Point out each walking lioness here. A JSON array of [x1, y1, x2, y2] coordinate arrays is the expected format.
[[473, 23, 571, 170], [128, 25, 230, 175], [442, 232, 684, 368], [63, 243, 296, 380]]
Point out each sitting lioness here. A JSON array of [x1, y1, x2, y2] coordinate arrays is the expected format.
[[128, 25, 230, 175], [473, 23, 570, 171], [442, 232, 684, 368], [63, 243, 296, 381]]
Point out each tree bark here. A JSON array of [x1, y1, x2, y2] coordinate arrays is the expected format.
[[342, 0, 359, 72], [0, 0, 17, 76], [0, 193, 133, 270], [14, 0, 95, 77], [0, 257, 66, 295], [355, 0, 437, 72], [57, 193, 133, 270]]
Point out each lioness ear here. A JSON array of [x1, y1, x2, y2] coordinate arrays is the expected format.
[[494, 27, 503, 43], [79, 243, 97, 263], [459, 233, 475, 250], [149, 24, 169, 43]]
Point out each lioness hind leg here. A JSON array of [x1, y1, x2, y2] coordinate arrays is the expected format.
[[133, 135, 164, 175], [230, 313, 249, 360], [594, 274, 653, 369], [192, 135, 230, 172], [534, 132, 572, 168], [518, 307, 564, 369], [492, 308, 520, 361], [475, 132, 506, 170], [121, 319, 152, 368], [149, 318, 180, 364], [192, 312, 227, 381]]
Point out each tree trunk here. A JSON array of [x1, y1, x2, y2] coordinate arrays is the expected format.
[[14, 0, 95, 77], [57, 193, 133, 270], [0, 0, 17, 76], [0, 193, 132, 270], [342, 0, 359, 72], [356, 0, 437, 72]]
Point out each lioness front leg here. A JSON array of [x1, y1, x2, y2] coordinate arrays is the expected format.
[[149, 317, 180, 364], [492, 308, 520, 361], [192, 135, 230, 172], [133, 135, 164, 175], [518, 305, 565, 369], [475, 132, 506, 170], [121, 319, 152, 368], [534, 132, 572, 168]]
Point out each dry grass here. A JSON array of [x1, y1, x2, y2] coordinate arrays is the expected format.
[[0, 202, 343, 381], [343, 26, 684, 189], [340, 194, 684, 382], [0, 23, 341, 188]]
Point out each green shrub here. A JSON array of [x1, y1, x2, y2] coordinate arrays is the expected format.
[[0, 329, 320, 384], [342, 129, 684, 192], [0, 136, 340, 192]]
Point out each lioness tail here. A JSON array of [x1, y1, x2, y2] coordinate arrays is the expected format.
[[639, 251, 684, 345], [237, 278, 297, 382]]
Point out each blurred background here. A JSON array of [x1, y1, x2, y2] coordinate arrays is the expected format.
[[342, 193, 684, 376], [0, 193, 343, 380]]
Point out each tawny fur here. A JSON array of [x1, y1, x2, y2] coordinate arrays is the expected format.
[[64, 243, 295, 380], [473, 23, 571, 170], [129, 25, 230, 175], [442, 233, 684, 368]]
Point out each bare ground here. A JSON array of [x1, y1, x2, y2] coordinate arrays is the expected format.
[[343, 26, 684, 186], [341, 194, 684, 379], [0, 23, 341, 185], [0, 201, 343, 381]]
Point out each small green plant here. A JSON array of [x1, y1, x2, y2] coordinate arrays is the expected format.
··········
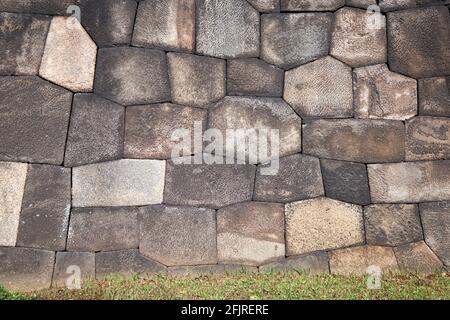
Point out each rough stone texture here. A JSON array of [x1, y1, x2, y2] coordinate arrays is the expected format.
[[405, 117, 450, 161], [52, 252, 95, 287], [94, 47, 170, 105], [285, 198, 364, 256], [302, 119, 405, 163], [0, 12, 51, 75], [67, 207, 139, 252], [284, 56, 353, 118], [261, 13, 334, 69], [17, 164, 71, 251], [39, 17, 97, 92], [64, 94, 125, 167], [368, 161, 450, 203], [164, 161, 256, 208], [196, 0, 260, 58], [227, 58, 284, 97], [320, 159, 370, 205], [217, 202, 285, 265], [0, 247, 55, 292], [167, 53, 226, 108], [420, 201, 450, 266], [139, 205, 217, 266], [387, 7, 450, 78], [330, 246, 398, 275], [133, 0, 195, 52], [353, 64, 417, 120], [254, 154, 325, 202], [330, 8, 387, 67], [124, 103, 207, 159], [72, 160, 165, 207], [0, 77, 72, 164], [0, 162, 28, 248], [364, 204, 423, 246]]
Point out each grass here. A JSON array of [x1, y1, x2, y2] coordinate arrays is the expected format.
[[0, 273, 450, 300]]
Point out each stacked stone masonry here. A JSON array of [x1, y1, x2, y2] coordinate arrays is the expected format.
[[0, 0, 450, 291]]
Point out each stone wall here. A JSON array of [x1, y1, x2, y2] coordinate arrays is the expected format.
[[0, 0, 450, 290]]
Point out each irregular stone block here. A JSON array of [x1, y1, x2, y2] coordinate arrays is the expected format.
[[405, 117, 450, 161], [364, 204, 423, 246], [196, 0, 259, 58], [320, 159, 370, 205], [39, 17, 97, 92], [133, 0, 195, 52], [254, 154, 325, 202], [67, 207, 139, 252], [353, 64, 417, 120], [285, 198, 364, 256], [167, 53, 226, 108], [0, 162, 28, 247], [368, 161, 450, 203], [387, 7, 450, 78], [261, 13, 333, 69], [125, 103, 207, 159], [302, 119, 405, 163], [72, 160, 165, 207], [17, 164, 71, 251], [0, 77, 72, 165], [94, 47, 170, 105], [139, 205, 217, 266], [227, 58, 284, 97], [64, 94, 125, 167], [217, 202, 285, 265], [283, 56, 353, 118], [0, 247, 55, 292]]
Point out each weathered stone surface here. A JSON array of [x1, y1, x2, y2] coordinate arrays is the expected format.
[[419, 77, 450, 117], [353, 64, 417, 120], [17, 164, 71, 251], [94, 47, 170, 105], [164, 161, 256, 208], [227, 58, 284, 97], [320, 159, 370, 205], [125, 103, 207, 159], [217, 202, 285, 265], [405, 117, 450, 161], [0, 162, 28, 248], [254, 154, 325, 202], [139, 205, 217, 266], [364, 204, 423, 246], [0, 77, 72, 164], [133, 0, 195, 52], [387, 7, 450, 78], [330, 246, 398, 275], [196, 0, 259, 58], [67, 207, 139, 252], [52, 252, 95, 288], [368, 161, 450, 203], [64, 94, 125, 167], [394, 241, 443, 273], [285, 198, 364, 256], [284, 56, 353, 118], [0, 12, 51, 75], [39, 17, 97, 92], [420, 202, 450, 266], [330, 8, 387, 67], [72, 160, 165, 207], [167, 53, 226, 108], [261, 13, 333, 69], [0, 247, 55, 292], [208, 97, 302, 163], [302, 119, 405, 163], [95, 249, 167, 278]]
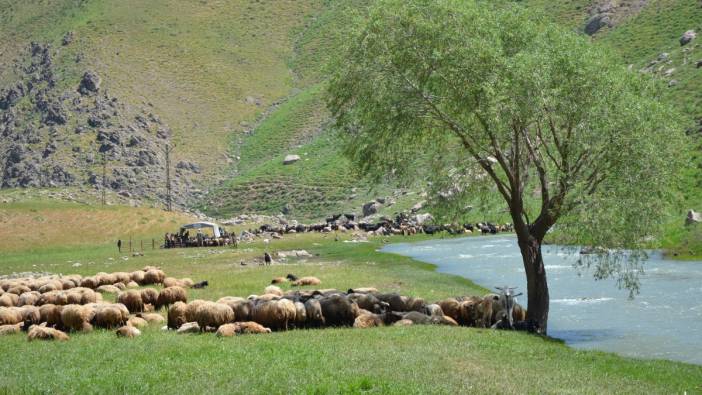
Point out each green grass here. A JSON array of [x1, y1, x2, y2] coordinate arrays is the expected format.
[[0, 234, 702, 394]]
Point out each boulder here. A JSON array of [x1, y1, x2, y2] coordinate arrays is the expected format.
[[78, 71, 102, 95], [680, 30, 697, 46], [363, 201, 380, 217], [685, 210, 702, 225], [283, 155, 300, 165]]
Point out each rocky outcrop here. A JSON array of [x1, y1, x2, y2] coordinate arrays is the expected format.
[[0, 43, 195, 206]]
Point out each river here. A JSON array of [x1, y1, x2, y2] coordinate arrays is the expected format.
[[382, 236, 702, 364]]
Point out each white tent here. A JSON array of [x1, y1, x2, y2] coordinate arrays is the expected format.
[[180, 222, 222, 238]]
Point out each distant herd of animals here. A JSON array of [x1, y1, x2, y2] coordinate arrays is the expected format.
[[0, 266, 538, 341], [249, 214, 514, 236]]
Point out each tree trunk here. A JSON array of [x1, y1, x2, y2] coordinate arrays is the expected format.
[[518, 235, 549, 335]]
··········
● **DIRECTIONS FOR THIS TASK**:
Render everything from the row containing "Point out each white" down to the row containing "[[180, 222, 222, 238]]" as a JSON list of strings, one string per line, leaving out any blank lines.

● **ANSWER IN FULL**:
[
  "Point out each white tent here. A JSON array of [x1, y1, x2, y2] coordinate arrays is the expected format.",
  "[[180, 222, 222, 238]]"
]